▸ **Exercise prompt**
The lines to reproduce run from the one containing "Mark every instance of the hanging" to the end of the listing. Reproduce them exactly, both ends included, and nothing else.

▸ **Supplied material**
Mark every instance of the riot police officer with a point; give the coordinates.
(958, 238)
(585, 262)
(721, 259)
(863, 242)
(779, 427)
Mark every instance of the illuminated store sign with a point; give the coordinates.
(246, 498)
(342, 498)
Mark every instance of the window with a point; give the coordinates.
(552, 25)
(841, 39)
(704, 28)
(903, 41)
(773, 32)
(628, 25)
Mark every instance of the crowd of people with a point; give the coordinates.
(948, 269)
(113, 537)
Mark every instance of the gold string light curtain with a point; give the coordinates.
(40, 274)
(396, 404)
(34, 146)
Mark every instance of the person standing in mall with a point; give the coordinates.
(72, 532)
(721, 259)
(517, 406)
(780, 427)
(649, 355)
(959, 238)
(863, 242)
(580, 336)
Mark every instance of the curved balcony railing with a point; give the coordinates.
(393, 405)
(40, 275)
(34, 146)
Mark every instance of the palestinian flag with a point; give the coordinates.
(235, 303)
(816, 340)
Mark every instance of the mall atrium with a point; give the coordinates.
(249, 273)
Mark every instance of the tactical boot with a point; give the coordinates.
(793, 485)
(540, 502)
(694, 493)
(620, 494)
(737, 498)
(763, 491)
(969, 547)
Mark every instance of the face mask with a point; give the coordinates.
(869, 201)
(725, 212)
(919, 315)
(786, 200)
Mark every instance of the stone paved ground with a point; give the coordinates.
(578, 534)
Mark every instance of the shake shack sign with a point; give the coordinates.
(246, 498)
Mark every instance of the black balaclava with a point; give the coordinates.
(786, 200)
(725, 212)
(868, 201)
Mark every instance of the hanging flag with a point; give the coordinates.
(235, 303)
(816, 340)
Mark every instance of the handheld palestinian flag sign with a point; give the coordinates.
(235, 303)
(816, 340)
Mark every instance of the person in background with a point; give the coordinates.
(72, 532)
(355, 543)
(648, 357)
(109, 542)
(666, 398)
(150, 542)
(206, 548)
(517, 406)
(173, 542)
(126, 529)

▸ **Solution to this task**
Mark every instance of the hanging flag with a point; give the coordinates.
(235, 303)
(816, 340)
Mark every instance of the handheld palestinian flag sign with a point; give the coordinates.
(235, 303)
(816, 340)
Mark every instance of the person in background with a point; give the coordinates.
(72, 532)
(355, 543)
(648, 357)
(109, 542)
(666, 398)
(150, 542)
(206, 548)
(517, 406)
(173, 542)
(126, 529)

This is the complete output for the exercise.